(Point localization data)

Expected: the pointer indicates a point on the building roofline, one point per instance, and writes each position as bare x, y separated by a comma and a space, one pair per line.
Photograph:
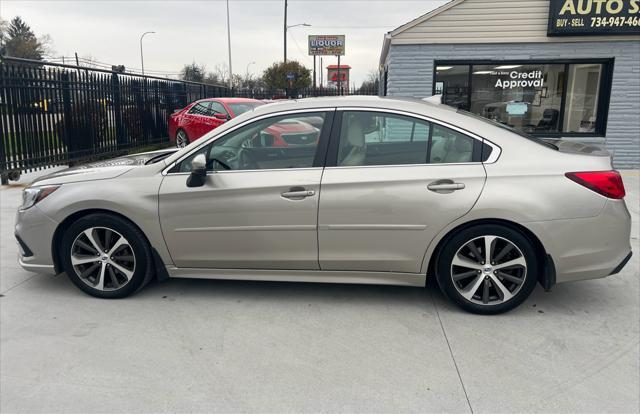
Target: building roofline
425, 17
388, 36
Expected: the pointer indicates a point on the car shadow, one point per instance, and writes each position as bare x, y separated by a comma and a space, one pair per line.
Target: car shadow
570, 298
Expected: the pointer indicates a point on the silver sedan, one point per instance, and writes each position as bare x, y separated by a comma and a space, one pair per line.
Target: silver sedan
344, 190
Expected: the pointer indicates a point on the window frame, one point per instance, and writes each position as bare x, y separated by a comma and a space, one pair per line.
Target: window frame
212, 111
207, 107
478, 142
319, 157
603, 99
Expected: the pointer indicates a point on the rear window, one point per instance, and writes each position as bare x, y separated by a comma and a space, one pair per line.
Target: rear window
240, 108
510, 129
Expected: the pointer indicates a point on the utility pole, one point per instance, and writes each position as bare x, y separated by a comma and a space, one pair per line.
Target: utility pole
229, 46
141, 55
339, 78
285, 31
314, 76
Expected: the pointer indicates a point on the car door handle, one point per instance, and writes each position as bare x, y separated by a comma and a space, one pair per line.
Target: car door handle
298, 193
445, 186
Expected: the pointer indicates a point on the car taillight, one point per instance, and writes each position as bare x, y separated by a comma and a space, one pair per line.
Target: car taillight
607, 183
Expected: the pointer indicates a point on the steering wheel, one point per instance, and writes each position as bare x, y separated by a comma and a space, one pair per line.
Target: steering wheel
246, 160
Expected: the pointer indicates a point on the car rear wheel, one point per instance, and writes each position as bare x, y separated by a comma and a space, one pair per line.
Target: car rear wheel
487, 269
181, 139
106, 256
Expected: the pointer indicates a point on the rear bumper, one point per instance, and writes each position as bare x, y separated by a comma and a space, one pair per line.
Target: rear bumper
588, 248
622, 264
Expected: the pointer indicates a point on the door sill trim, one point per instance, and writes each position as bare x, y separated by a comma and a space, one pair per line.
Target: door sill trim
313, 276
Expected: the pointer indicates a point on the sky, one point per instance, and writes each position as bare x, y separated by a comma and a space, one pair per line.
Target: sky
196, 31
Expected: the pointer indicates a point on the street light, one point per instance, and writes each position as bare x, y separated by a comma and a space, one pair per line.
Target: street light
285, 36
287, 28
249, 64
141, 55
229, 47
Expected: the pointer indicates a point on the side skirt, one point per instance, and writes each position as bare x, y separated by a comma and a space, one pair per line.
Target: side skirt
315, 276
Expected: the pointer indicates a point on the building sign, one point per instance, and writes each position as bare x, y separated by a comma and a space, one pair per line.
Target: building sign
326, 45
593, 17
515, 79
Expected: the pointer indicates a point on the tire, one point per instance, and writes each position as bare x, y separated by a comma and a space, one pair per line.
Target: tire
479, 287
115, 274
182, 139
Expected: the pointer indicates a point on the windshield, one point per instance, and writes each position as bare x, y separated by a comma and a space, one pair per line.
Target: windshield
240, 108
509, 128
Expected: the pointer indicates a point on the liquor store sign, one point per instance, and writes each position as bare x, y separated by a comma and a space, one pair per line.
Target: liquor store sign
593, 17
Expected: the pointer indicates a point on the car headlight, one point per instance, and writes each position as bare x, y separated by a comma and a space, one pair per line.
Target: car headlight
33, 195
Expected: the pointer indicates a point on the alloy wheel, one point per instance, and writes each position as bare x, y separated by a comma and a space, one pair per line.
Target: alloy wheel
181, 139
103, 259
488, 270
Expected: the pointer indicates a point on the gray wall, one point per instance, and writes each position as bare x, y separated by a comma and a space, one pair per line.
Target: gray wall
411, 74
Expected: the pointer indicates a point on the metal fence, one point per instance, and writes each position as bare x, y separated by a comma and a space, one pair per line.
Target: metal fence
52, 114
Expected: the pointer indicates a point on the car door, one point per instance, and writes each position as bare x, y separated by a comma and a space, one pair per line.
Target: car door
392, 182
195, 123
211, 121
258, 206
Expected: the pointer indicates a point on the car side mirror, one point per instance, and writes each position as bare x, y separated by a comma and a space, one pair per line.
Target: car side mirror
198, 171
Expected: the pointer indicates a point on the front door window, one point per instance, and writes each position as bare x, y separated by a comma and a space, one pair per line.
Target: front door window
282, 142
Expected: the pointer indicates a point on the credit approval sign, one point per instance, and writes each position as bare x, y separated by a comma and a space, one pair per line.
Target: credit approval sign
326, 45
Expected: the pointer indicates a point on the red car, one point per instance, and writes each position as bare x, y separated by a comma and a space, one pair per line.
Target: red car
200, 117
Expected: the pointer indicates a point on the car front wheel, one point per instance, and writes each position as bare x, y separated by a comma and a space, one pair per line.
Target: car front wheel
487, 269
106, 256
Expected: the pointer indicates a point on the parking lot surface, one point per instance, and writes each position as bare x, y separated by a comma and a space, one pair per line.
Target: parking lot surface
229, 346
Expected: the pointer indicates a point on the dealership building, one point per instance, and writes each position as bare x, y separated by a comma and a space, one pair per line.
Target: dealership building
552, 68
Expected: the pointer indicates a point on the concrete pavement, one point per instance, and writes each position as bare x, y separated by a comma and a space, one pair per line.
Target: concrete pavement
227, 346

▶ **WHAT THE TASK ASKS**:
Type the entries above out again exactly, with no pictures.

▶ **RESULT**:
Expected: the pointer indicates a point on the building roofline, one point per instance, and writes each position as bare x, y separated by a comma and a space, one pair per line.
Photograph:
Target: building roofline
425, 17
388, 36
Expected: the pointer indicates a point on the car shadow, one point per instance, and writes each position as bare x, y separated by a comma and a space, one pair per line.
Target: car shadow
570, 298
Expected: the pointer indicates a point on the silver sedan, one point per instance, and writes each position as bare x, y separated by a comma and a space, one pair per line.
Target: silver sedan
344, 190
Expected: the pointer indicates a point on the window frame, one point per instance, and writes each position as bare x, y separated by a comma and a space, one pair per line.
Target: window frame
212, 111
207, 107
478, 142
319, 157
603, 99
Expected: the pointer indicates a point on the rear window, one point per instance, and writes each position as bare x, y separated by a comma and a space, one pair per line.
Target: rear window
240, 108
510, 129
Expected: the pointer indicates a point on the utility pole, one point per instance, and writes each position as bare x, y separated by a comma and a space, one pair per line.
Target: utility pole
229, 46
141, 55
339, 78
285, 31
314, 76
Expected: the pointer indicates a point on the car door handle, one point per instance, and writes each position as bare x, y separated by a comma and a space, one pair per line.
Target: car door handle
298, 193
445, 186
Expected: the pointer indicates a point on the car taillight, one point per instance, and writes each position as bare x, y separated by a comma and a space, one pair per line.
Target: car taillight
607, 183
Expected: the pointer indicates a point on the steering wheel, one point per instance, and writes each position as bare x, y separated by a comma and a space, one pair per line.
Target: steering wheel
246, 160
Expected: the pointer indicates a point on the car rear wheel, one point per instance, and writes each position as bare x, y separated by a comma and a space, one pair per line.
Target: car rear wheel
487, 269
181, 139
106, 256
Expected: the pointer indicates a point on the rear bumper, one point per instance, and writes each position as bare x, y separated by a comma and a space, one pair per line.
Target: rear bumper
588, 248
622, 264
Expected: the pointer indicates a point on the door sill trim, one point per instance, and writes each position as bare x, y separated by a comma and a space, one pair per line.
Target: door sill trim
313, 276
Expected: the pointer indicates a point on the sky, one point per instance, and writes each position as bare x, y separated by a comma and a space, one pair per line.
Target: sky
196, 31
Expected: the pointer indicates a point on the street light, one point per instance, and writes each position as bare x, y separated by a comma and a space, one pair per line.
Target: street light
285, 36
287, 28
249, 64
141, 55
229, 47
Expected: the pointer indicates a point on the side skirt, one point per instance, and writes each position as bare x, y separated by a comma and a space, one pair per line.
Target: side skirt
315, 276
Expected: the pointer indicates a point on the building sign, one point per instance, and writes each position as bare x, y separated by a comma and a space, one pair per line.
Target: building sign
326, 45
593, 17
515, 79
Expected: the pointer indicates a point on the tire, one point per instance, and writes each position as bare x, y separated by a comma and a space, one pair per line.
Target: tire
479, 287
115, 274
182, 139
Expected: the pointer indicates a point on the windshield, one point per instance, and writes each position as bare x, y separated by a comma and a space, one pair per line.
Target: windshield
240, 108
509, 128
Expected: the pointer indicates a point on the liquor store sign, one point per instance, and writes each position as bare x, y separated by a comma and a space, one pair per line.
Target: liquor store sign
593, 17
Expected: the pointer indicates a point on the car headlight, one point per instance, and writes each position as bare x, y separated by a comma and a space, one pair per line.
Target: car headlight
33, 195
Expected: the pointer indicates a point on the alloy wheel, one point per instance, and writes each position as bare x, y separated by a comma and a space, one pair per line.
Target: alloy wheel
181, 139
103, 259
488, 270
Expected: the pointer indicates a point on the gray wall, one point per instance, and writes each position as bare x, y separated by a comma and a space, one pair per line.
Target: gray wall
411, 74
Expected: the pointer indicates a point on the metal fence, one point per instance, and writes each position as bare x, y separated by a comma and a space, one pair per line.
Target: metal fence
52, 114
Expected: the pointer indicates a point on the car door, one point per instance, and writes each position as bare x, y separated by a comma and a space, one pair per line.
Target: car door
392, 182
195, 123
211, 121
258, 206
Expected: the pointer indicates a point on the car side mirror, one point per instance, and writes each position as bare x, y separated by a comma and a space, one pair per line.
Target: car side mirror
198, 171
Expected: the pointer indicates a point on the front door window, one point per instance, and writes each position as bare x, y separated by a comma and a space, one pair per line.
Target: front door window
282, 142
Expected: the pointer indicates a point on the credit approval sign, one point per instance, and writes each position as bare x, y separated by a comma and a space, one pair per line.
Target: credit approval sign
326, 45
Expected: the pointer indicates a point on the red car, one point per instance, and writes each position as bare x, y separated by a comma and a space, one pair per line.
Target: red car
200, 117
Expected: the pointer indicates a point on the car front wheel, one point per instance, and writes each position as bare x, y separated by a comma and a space, one pair per line.
Target: car front wheel
487, 269
106, 256
Expected: the pointer indicates a point on the parking lot surface, one point per instance, and writes each position as bare x, y separated by a comma and a space, one pair per line.
Target: parking lot surface
229, 346
Expected: the pointer indicates a point on the dealership building, one point per instance, and writes each position as bare x, y separated by a comma and a space, one pair per line.
Target: dealership building
552, 68
Expected: the pointer indicates a point on the concrete pavement, one point per instance, and writes each position as bare x, y separated by a comma and a space, one pair per line.
Target: concrete pavement
227, 346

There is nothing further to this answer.